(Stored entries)
========================

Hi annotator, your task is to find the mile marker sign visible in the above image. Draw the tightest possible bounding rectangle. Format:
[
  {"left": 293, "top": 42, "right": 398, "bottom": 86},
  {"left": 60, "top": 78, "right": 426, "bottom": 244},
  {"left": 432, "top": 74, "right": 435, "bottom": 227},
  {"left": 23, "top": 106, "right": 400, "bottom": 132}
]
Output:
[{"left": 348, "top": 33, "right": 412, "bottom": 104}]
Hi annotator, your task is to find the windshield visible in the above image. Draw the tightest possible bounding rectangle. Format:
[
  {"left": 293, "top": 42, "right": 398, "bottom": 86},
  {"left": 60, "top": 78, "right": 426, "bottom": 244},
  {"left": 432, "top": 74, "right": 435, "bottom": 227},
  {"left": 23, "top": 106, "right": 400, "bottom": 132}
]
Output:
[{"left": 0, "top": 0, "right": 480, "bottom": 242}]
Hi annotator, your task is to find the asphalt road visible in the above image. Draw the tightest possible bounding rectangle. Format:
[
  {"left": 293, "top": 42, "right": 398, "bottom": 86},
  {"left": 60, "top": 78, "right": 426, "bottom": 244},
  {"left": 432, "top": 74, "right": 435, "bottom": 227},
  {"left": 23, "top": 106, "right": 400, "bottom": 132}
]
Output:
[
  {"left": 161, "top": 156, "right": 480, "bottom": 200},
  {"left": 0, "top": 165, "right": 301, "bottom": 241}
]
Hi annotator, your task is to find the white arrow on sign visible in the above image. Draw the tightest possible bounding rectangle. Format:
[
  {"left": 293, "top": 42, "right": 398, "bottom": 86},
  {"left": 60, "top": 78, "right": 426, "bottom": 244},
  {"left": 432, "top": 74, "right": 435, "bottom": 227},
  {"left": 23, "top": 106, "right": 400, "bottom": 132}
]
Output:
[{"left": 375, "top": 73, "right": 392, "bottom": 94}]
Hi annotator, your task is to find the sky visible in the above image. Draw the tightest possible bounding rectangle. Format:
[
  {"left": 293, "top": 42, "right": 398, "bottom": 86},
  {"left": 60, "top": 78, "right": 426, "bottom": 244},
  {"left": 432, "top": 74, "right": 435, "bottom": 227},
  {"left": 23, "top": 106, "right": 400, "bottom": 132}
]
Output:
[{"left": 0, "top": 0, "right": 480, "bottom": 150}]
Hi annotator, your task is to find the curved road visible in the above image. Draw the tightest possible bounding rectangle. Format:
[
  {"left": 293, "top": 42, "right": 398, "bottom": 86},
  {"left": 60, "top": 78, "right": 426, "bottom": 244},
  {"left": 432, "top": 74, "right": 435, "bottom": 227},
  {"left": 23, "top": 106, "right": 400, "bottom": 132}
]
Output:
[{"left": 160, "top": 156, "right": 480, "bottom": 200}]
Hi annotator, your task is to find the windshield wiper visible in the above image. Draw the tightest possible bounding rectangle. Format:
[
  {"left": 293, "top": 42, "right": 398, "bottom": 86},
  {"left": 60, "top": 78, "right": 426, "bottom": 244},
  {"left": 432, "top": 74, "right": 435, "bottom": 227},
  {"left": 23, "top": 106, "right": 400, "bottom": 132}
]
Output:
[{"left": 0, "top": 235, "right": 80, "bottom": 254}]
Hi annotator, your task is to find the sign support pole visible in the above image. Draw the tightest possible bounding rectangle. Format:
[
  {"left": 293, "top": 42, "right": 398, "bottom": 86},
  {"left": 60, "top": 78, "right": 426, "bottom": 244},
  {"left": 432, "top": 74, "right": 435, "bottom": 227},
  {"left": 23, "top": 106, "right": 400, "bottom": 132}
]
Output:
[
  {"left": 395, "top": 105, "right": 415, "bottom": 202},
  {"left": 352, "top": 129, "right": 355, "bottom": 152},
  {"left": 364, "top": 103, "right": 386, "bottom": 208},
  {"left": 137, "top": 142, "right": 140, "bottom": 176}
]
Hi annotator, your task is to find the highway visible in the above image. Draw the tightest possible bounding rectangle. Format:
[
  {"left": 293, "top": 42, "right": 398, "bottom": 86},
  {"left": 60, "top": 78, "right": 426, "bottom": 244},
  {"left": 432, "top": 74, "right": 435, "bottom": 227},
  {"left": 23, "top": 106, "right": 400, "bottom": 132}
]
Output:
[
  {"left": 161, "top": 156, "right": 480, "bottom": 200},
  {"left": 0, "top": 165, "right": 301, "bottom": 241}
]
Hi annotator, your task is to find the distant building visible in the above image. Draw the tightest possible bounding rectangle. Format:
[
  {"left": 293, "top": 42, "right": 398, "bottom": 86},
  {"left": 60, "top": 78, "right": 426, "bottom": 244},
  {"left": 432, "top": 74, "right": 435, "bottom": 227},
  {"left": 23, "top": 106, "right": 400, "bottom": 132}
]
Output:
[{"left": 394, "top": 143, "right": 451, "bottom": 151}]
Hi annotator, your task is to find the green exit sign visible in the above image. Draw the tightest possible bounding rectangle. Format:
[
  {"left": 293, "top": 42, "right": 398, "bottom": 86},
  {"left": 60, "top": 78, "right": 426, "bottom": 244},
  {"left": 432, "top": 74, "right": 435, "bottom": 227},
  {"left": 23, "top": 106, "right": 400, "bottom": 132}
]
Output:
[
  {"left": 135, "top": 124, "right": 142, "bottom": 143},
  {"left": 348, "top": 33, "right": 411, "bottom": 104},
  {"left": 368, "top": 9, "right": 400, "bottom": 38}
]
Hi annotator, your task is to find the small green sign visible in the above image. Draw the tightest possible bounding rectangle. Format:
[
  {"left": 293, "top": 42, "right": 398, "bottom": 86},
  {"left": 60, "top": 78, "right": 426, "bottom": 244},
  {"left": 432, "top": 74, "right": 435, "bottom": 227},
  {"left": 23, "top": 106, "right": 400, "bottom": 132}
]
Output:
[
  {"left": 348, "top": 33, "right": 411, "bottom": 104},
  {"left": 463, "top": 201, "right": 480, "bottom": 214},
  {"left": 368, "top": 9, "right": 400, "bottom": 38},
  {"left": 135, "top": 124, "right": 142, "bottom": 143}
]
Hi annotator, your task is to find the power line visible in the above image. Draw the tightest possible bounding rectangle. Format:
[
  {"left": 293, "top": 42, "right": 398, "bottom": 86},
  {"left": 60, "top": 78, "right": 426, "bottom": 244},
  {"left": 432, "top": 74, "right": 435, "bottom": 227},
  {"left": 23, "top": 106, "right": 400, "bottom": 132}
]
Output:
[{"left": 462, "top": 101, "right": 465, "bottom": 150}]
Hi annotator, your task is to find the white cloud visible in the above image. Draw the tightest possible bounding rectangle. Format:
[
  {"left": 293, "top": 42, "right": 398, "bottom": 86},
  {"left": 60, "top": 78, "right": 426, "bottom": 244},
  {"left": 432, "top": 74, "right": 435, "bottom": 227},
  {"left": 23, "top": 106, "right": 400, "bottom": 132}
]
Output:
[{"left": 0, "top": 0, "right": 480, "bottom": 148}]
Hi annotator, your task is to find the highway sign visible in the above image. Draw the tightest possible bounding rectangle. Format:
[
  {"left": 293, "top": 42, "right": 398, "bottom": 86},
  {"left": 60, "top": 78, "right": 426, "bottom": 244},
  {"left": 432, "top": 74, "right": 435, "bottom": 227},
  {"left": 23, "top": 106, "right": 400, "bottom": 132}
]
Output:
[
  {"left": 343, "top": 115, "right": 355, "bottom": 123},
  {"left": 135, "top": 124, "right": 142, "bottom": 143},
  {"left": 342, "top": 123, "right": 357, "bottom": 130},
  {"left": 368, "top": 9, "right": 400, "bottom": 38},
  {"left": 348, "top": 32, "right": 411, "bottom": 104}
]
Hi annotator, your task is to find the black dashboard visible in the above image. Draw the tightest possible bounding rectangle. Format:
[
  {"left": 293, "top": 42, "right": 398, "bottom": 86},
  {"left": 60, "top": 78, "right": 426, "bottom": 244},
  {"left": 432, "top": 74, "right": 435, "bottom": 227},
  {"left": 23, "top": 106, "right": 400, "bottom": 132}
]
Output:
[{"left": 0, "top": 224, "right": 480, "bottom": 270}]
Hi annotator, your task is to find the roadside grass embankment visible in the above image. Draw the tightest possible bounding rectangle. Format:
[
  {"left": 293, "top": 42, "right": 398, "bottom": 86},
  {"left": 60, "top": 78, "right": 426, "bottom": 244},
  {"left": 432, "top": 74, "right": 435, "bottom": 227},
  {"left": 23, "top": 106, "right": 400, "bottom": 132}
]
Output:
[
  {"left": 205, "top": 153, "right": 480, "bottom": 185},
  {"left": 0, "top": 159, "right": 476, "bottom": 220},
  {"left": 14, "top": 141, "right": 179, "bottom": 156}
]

========================

Your goal ▸
Copy out the lines above word for word, from the line containing "Hi annotator, your task is to find the roadside" through the end of the records, with both ends included.

Solution ▸
Hi annotator, your task is to find the roadside grass embankment visible in the above image. Draw the tightest possible bounding rectangle. Format:
[
  {"left": 293, "top": 42, "right": 398, "bottom": 86},
  {"left": 60, "top": 78, "right": 426, "bottom": 244},
  {"left": 432, "top": 74, "right": 435, "bottom": 227},
  {"left": 23, "top": 106, "right": 400, "bottom": 132}
]
Output:
[
  {"left": 205, "top": 153, "right": 480, "bottom": 185},
  {"left": 0, "top": 159, "right": 476, "bottom": 220},
  {"left": 14, "top": 141, "right": 179, "bottom": 156}
]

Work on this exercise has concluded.